#### [Provided material]
* * * * * * * * *

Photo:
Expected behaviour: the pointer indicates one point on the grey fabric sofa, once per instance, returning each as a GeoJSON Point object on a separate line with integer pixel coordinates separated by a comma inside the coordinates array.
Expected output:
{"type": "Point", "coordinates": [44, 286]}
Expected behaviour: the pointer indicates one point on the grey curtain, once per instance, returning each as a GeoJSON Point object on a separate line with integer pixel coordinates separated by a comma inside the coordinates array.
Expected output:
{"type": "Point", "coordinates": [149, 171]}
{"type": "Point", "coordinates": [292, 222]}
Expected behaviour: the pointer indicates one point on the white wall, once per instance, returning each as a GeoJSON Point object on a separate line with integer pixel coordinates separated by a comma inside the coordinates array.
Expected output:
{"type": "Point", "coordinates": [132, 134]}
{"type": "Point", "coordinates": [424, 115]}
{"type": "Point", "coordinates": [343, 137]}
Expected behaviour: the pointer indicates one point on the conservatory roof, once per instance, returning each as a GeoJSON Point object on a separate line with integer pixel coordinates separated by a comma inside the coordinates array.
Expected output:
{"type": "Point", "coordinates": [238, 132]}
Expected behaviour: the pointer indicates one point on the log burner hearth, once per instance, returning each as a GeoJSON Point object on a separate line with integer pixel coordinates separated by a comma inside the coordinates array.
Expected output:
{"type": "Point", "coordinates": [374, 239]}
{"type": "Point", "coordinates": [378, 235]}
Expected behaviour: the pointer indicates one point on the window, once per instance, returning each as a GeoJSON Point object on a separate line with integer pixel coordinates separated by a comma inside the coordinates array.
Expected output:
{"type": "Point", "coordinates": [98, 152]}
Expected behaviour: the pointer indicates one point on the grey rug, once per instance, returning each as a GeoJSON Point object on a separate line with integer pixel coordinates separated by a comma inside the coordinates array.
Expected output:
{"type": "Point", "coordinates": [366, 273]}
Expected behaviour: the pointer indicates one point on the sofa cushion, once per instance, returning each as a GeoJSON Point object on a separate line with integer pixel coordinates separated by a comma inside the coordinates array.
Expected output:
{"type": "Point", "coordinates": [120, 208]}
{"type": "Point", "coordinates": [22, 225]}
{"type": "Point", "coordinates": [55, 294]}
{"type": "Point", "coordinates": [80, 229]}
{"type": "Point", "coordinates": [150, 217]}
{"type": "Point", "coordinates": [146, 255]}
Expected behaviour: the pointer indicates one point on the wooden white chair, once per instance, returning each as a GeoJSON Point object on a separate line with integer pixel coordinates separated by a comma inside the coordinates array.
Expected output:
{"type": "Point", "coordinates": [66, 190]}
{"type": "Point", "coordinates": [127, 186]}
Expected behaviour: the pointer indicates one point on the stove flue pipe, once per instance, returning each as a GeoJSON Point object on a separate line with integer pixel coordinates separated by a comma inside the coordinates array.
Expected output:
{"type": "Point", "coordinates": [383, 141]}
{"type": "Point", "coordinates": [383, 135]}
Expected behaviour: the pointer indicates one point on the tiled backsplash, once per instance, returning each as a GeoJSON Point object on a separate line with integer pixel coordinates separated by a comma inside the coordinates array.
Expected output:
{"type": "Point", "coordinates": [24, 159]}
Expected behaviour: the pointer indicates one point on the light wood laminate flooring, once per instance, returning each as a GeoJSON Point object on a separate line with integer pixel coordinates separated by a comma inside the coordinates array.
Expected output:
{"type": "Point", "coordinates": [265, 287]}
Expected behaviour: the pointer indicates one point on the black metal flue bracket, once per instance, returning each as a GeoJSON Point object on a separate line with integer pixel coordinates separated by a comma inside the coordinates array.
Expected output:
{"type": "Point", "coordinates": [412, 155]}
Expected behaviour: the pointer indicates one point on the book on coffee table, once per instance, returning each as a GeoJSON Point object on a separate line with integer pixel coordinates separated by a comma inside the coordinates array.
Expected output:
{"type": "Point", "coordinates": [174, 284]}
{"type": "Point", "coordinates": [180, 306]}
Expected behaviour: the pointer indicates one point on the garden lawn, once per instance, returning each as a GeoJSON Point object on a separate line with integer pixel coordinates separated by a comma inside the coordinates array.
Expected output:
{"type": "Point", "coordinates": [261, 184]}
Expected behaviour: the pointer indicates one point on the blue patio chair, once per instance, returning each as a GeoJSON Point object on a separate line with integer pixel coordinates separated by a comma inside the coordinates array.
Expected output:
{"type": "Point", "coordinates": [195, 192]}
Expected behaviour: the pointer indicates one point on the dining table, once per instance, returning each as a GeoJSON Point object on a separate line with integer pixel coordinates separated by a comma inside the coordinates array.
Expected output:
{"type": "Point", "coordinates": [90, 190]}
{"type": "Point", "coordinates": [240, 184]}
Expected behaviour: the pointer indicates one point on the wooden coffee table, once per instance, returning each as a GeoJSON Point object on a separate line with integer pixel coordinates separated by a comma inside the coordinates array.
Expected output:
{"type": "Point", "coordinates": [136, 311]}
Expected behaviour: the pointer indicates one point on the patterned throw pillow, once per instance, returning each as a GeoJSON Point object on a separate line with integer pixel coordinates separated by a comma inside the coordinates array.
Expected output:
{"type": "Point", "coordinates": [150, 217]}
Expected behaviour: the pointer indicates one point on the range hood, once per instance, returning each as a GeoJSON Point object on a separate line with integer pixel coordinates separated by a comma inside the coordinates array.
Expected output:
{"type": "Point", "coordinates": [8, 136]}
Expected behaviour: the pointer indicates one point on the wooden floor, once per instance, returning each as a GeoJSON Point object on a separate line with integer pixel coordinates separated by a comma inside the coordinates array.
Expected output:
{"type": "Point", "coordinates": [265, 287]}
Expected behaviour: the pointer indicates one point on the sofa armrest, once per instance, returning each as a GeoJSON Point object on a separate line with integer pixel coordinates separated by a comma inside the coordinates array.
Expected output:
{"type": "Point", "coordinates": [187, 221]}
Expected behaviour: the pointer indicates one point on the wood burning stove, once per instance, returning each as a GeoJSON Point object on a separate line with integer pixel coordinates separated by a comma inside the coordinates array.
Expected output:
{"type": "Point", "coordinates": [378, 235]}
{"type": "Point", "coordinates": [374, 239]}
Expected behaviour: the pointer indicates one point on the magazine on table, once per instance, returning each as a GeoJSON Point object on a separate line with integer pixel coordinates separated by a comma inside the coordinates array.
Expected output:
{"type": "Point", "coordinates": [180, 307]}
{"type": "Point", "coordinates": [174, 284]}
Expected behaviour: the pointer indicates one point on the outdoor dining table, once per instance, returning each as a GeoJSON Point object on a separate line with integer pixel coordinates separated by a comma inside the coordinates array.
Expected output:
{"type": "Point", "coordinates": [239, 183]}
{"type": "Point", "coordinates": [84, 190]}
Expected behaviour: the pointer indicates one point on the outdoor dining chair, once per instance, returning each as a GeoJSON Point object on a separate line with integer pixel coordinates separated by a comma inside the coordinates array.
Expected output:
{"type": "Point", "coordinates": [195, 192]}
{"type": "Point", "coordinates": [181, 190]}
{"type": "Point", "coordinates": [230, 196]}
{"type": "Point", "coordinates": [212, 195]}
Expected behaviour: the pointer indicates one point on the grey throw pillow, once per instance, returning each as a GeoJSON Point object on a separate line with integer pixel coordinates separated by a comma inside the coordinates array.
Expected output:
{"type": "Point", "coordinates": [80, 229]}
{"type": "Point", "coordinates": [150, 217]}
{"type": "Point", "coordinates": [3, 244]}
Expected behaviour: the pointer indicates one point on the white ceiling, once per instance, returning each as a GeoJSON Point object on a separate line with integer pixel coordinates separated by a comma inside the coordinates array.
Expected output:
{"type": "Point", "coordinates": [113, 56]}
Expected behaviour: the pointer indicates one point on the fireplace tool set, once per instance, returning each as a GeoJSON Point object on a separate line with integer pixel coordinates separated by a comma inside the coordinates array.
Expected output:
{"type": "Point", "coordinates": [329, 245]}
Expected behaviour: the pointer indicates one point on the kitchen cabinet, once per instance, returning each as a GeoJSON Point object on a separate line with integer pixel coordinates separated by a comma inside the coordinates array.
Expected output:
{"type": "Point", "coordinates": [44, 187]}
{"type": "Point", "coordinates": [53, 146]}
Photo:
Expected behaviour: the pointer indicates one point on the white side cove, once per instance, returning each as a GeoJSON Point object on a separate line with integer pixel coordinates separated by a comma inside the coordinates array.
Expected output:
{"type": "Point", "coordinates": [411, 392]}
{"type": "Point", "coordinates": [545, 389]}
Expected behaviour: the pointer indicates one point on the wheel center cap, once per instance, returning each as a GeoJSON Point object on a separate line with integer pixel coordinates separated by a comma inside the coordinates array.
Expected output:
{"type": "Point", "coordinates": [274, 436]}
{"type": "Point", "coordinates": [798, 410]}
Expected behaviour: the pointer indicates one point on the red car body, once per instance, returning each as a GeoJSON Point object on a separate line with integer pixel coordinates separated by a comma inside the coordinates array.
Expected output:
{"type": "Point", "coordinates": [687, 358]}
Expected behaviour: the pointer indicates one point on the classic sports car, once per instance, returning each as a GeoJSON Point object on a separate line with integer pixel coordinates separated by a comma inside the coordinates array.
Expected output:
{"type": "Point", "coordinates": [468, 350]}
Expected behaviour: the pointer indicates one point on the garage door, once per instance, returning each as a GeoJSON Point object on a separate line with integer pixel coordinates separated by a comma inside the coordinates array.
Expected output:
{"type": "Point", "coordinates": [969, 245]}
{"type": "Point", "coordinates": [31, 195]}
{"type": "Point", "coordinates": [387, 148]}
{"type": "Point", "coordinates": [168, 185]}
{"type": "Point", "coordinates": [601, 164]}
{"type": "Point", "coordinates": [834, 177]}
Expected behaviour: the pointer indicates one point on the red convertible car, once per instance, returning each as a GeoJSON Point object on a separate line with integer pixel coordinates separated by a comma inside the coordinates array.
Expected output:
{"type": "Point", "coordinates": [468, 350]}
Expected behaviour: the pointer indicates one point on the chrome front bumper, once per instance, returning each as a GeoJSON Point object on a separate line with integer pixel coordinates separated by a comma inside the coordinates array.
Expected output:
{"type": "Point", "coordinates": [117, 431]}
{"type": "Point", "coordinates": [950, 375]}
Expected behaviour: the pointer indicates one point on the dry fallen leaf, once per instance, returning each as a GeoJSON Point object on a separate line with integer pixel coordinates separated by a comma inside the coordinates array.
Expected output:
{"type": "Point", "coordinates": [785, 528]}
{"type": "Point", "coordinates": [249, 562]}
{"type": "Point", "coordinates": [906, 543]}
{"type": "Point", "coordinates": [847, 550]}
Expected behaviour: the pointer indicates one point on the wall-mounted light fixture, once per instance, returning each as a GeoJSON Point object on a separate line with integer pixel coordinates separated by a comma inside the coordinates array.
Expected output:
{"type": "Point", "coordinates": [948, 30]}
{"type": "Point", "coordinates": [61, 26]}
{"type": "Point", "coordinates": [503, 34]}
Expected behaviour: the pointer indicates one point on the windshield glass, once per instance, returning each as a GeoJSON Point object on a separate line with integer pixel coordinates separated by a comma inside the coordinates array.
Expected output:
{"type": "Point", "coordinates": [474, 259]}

* * * * * * * * *

#### [Activity]
Output, exactly and in full, the lines from the start of the entries above through the line that contains "the grey fabric".

#### [Task answer]
Photo:
Expected behaviour: the pointer indicates one point on the grey fabric sofa, once per instance, returning each as a GeoJSON Point object on a separate line with integer pixel coordinates separated by a comma inside the coordinates array.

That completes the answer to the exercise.